## [Exercises]
• a. For each statement below, decide whether the book description about Kaniuk's Between Life and Death agrees with it. Answer yes or no, and quote the exact words from the description that decide it. (i) Kaniuk spent four months unconscious in a Tel Aviv hospital. (ii) Kaniuk fought in the 1948 War of Independence. (iii) The author announces his rebirth at the age of sixty-four.
• b. Extend the book description about Kaniuk's Between Life and Death, picking up after its final sentence.

## [Given passage]
---+---

In
Between Life and Death Kaniuk describes the four months during which he lay unconscious in a Tel Aviv hospital, hovering between the world of the living and that of the dead. This book is a literary attempt to penetrate the author`s lost consciousness, to answer the question of what led him to fight for his life and hold onto it with such desperate stubbornness.
With rare sincerity and great courage, Kaniuk goes back to his own death throes and reprieve, as well as to the way stations of his life. With his unique style and rich language, this story shifts between memory and illusion, imagination and testimony. Events and people-some real and some not-blend into a vast fresco, a larger-than-life story about life itself. As in previous books, Kaniuk inquires into the place of death in society, the human lust for life and relationships between human beings, among whom we find soldiers in battle, friends and family.
Kaniuk also writes about the Jewish people, the Holocaust survivors in his childhood neighborhood, heroic stories and battles on which he was raised and the 1948 War of Independence in which he fought.
This book, in which the author announces his rebirth at the age of seventy-four, is Kaniuk`s literary testament, and in it we find a vibrant dialogue with many of his earlier works.

---+---

## [Records supplied]
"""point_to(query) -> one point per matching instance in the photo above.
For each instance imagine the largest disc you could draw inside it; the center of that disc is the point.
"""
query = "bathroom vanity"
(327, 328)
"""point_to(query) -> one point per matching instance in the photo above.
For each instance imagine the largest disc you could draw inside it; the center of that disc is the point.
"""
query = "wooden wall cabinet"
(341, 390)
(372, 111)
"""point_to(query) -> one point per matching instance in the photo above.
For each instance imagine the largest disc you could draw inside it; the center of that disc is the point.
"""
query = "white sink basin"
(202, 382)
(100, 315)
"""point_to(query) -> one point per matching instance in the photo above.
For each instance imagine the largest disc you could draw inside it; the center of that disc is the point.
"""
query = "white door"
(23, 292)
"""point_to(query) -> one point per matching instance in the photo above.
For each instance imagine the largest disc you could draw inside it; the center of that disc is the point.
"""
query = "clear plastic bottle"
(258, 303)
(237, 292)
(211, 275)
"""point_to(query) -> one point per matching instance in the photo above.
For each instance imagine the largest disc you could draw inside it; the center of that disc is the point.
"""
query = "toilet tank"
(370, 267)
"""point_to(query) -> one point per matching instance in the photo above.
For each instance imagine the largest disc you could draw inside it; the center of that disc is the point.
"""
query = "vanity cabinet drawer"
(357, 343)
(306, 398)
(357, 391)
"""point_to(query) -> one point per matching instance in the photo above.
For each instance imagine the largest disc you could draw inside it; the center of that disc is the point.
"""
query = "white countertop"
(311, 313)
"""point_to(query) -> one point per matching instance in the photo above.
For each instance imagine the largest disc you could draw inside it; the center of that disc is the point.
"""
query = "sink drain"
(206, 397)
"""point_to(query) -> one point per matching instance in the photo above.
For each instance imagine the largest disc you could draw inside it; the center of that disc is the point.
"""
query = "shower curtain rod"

---+---

## [Results for each task]
• a.
(i) Yes: "the four months during which he lay unconscious in a Tel Aviv hospital"
(ii) Yes: "the 1948 War of Independence in which he fought"
(iii) No: "announces his rebirth at the age of seventy-four"

• b.
There is something undeniably admirable in the
work to turn suffering into art.
Jewish Book Council
Classic… Harshav’s translation is…
excellent. And it elegantly brings forth both Kaniuk’s peculiarly beautiful
style and the Israeli culture and life that he both disdained and loved.
The Guardian
Both a rich tapestry of a life gone by
and a contemporary appreciation of a near-death experience… Captivating.
Library Journal
A stunning tale. Nothing suits Kaniuk's writing like this semi-consciousness that is conducive to a free association of images and sensations… Of this dark tale, Kaniuk has said that with the exception of the Book of Job, it is the funniest text ever written about death.
Le Monde
Kaniuk’s best novel to date…The author captures a rare voice, a tone which is elegiac, full of rhythm, paratactic, and irresistible. It achieves excellence and transparent wonder.
Frankfurter Allgemeine Zeitung
A powerfully eloquent text which takes the reader into a land which is at once a no-man's-land and yet unmistakably Kaniuk-land… Kaniuk has proved once again that he is not only the most outlandish and the most radical among Israel's authors, but also the youngest and the most courageous.